WHAT YOU HAVE TO DO → From the line that includes "[locate] black kitchen" to the last line of the data, quote each line precisely; both boundary lines belong in the answer.

SUPPLIED DATA →
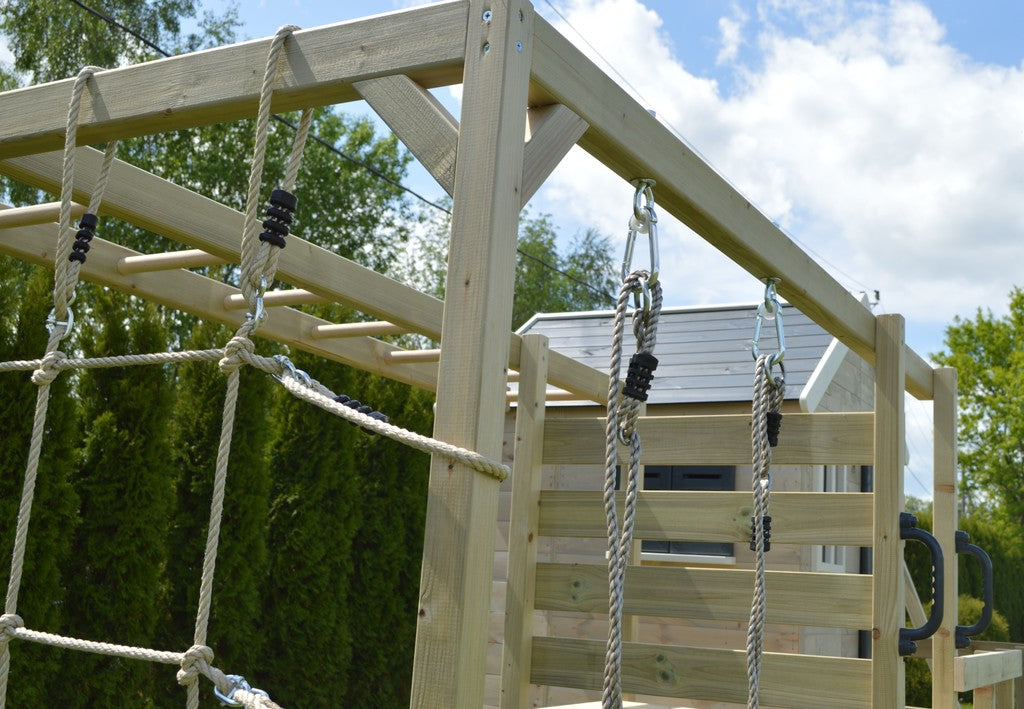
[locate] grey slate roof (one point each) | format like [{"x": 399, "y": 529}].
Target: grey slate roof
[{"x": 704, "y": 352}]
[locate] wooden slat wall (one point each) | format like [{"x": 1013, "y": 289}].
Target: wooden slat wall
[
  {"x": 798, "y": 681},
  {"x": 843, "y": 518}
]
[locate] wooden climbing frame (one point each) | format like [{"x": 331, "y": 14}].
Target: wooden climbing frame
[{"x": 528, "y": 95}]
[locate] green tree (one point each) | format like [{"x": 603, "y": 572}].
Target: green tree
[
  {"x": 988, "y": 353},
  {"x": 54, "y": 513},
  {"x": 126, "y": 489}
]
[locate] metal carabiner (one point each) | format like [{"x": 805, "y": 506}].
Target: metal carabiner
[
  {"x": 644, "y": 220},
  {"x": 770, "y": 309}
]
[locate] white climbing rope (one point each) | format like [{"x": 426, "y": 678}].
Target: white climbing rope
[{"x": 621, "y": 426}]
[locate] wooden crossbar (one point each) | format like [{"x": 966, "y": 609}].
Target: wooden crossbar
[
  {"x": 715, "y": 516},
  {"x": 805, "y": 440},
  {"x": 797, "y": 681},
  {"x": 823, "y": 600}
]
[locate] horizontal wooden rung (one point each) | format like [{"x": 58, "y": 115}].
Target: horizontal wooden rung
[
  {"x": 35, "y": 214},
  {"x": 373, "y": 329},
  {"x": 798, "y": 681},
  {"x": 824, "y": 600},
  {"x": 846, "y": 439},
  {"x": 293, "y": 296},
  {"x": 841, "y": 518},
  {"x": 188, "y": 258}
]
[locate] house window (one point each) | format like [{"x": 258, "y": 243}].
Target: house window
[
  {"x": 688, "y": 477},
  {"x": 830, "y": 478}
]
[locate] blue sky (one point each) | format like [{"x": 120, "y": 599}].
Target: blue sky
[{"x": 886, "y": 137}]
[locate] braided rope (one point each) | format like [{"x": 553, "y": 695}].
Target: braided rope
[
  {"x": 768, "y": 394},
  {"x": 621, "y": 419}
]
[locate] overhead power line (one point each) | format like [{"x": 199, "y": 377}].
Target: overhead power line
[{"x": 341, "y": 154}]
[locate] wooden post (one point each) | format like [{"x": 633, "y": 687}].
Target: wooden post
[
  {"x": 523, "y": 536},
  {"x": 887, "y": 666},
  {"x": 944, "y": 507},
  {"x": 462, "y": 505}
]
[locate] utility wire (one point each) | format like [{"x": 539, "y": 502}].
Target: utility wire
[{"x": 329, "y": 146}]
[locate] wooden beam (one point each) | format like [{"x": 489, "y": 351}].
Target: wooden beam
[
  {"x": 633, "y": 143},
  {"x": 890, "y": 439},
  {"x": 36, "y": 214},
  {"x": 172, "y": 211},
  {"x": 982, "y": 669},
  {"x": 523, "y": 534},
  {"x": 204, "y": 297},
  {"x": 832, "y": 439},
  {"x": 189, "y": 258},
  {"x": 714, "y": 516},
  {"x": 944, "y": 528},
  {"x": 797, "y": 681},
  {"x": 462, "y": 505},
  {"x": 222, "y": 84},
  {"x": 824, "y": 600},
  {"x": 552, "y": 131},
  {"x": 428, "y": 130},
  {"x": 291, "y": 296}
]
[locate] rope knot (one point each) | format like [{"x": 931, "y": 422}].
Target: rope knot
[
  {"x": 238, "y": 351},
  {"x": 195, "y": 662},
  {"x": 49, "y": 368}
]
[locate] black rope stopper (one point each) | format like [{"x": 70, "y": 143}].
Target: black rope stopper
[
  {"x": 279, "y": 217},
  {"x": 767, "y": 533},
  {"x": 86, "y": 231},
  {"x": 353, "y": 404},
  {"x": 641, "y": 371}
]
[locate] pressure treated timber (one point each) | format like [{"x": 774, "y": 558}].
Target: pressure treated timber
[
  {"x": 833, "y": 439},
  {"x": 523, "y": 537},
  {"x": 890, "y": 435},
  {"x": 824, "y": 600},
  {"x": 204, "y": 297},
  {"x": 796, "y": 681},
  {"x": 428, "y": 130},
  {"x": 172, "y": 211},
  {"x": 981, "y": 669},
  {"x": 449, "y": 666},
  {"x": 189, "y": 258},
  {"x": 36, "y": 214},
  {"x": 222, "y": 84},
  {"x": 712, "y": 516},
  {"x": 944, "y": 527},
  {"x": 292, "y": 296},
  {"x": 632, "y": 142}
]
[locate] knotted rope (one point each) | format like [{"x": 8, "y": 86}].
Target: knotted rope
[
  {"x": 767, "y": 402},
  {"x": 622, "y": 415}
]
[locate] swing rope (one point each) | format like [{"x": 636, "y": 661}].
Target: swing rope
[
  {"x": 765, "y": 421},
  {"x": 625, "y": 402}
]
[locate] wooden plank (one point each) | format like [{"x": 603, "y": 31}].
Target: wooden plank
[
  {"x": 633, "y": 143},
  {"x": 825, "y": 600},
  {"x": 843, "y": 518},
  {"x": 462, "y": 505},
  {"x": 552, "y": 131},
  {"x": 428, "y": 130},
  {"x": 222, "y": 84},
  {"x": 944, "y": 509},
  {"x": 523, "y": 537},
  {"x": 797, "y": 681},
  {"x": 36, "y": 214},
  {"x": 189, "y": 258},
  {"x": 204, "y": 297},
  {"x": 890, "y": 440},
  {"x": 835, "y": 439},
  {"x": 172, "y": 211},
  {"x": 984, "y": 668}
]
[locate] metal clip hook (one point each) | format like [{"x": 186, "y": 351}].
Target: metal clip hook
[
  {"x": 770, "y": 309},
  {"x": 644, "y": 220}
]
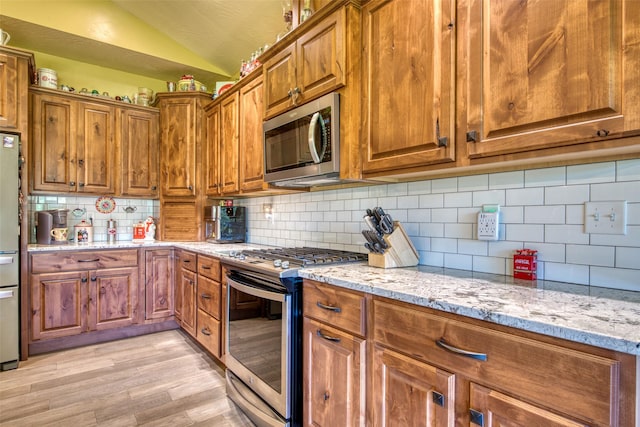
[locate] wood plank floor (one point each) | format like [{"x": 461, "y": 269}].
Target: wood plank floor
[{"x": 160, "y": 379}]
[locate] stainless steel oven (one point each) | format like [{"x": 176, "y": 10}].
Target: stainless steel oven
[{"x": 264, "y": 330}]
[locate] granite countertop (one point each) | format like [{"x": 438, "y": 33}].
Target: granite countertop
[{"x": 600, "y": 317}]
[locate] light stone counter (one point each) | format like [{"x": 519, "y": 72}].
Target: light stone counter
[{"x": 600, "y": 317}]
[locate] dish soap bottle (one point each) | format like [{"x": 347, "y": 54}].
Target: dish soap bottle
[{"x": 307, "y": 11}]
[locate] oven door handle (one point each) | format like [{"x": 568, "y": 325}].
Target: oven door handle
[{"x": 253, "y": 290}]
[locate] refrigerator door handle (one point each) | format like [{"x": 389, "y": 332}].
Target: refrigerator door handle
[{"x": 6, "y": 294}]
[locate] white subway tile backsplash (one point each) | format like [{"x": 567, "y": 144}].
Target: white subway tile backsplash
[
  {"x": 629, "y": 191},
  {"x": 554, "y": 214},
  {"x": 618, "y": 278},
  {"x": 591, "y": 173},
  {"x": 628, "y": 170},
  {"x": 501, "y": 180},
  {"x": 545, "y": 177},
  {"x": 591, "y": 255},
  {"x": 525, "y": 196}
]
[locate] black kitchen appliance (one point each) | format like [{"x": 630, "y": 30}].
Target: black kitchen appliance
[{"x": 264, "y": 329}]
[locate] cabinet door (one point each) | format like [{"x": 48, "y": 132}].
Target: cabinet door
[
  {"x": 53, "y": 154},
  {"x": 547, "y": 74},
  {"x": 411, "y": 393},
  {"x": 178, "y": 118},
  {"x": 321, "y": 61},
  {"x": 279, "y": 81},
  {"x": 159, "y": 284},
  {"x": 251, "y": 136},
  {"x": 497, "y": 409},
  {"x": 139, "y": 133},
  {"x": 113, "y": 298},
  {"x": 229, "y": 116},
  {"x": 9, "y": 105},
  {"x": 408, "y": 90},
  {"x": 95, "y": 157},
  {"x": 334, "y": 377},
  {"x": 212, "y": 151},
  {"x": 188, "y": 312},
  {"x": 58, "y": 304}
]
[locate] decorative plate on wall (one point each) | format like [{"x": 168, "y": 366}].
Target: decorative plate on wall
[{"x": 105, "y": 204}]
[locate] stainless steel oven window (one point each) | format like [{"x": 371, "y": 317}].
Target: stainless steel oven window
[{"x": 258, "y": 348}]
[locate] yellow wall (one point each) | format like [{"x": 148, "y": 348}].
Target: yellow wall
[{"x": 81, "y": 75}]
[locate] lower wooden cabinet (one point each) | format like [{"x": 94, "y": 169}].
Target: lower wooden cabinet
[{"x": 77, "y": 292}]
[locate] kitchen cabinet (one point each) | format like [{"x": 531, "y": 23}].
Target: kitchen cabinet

RESULT OF THE TASK →
[locate] black kitchen appliance (one point each) | format like [{"x": 630, "y": 30}].
Target: black kitchen appliance
[{"x": 264, "y": 329}]
[locate] cabinet door (one point each) | format like [{"x": 48, "y": 132}].
Target: cabinet door
[
  {"x": 53, "y": 154},
  {"x": 547, "y": 74},
  {"x": 411, "y": 393},
  {"x": 178, "y": 118},
  {"x": 321, "y": 61},
  {"x": 279, "y": 81},
  {"x": 159, "y": 284},
  {"x": 251, "y": 136},
  {"x": 497, "y": 409},
  {"x": 139, "y": 133},
  {"x": 113, "y": 298},
  {"x": 229, "y": 116},
  {"x": 9, "y": 105},
  {"x": 408, "y": 90},
  {"x": 95, "y": 157},
  {"x": 334, "y": 377},
  {"x": 212, "y": 151},
  {"x": 188, "y": 312},
  {"x": 58, "y": 304}
]
[locate] decorative plate on wall (one point each) | format like [{"x": 168, "y": 366}].
Target: decorative plate on wall
[{"x": 105, "y": 204}]
[locate] stainless steel oven window (one point each) | format like [{"x": 371, "y": 317}].
Target: stainless steel oven window
[{"x": 258, "y": 348}]
[locate] yellow wall (one point each) | format like [{"x": 148, "y": 348}].
Target: yellow wall
[{"x": 81, "y": 75}]
[locate] lower wooden cabinet (one point each) | format like [{"x": 94, "y": 169}].
Target: lower wooden cabinet
[{"x": 77, "y": 292}]
[locate] kitchen cabinet (one point each) | format like [{"x": 531, "y": 23}].
Target: kitchen cabinet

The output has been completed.